▸ **THE EXERCISE**
Extend the review of Carl Franklin's film adaptation past its final sentence, following the same line of critique.
==== EXCERPT PROVIDED
The task of adaptation has fallen to writer-director Carl Franklin (best known for One False Move and Devil in a Blue Dress). Franklin shows a clear understanding of and respect for the material, and yet his curiously flat film comes off as too polite, too bland. To some degree, this is the problem of a mostly passive, reactive hero, but Franklin is so busy trying not to get the book wrong that he forgets to go for the gusto in getting it right.

The story opens in 1944 New Mexico, where growing-boy Tony (nine-year-old Luke Ganalon) feels a gentle but insistent tug-of-war for his identity between his father (Benito Martinez of The Shield), a vaquero, and his mother (Dolores Heredia), a staunch Catholic from a family of farmers. Enter Ultima (Miriam Colon), a respected elder of the community invited to stay with the Márezs. The "ultimate" in earth mothers, the old woman nicknamed "La Grande" is both a midwife (who attended to Antonio's birth) and curandera, a healer feared by some as a bruja, or witch.

The wide-eyed Tony gulps in lessons from pagan Ultima, his Christian school and church, and both sides of his family as he strives to locate his true life path, perhaps the "middle way." Franklin dutifully hits the novel's episodic and thematic highlights, judiciously editing out redundancies (like pagan business involving a "golden carp") while incorporating bits of narration lifted out of the book (sometimes clunky, they're read by an uncredited Alfred Molina).

At times, the requisite streamlining leads Franklin to bauble what should be deeply felt or at least evocative incident (like an ordeal of illness that spans days in the novel and takes seconds in the film). And despite ably providing the essential imagery of the book (Ultima's owl familiar, a threshold-marking bridge, the moon, the llano, the river), only in Tony's dreams does Franklin achieve, very briefly, anything like a startling effect. Even more damagingly, while there are plenty of serviceable performances in the movie, there's not a single exceptional one.
========
==== STORED ROWS
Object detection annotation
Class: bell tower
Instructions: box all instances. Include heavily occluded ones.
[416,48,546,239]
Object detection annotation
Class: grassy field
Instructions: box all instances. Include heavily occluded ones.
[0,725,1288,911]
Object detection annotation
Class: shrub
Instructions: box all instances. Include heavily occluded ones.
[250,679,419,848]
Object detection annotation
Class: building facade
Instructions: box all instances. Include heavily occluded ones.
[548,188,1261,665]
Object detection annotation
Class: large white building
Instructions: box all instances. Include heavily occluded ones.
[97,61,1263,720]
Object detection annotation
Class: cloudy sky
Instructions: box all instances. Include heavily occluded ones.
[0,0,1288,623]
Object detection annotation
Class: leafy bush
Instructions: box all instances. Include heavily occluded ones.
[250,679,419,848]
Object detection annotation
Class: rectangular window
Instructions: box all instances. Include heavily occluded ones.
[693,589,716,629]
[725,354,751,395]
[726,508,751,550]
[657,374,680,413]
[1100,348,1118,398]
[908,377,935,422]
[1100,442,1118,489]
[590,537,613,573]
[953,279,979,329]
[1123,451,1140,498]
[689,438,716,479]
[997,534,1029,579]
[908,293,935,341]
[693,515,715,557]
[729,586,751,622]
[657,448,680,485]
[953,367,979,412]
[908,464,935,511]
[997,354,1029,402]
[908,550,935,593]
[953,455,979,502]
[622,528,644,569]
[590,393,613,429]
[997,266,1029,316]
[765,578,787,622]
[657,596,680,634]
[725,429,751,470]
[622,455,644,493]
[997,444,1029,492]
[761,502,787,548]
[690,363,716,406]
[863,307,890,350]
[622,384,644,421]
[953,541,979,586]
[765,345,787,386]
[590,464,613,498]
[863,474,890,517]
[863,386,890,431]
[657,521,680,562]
========
▸ **THE RESULT**
The film accumulates some weight as the story goes along, especially in its refusal to gloss over the novel's religious doubt (a key character is Tony's atheist orphan friend Florence) and hard stares into the existential abyss (multiple characters bite it before Tony's eyes—after the death of one sympathetic character, adult Antonio narrates, "In time, nobody remembered anything good about [him]"). While a main throughline of the magical realist plot involves a community struggle between good and evil, Anaya offers a broader perspective from Tony's father, who identifies so-called "evil" as simply that which "we don't understand."

Still, the material calls out for a more expressive cinematographic treatment. Had the film been less antiseptic and more bold in its visuals and the emotional depths of its performances, it could have been a classic; instead, it's a rather ordinary indie.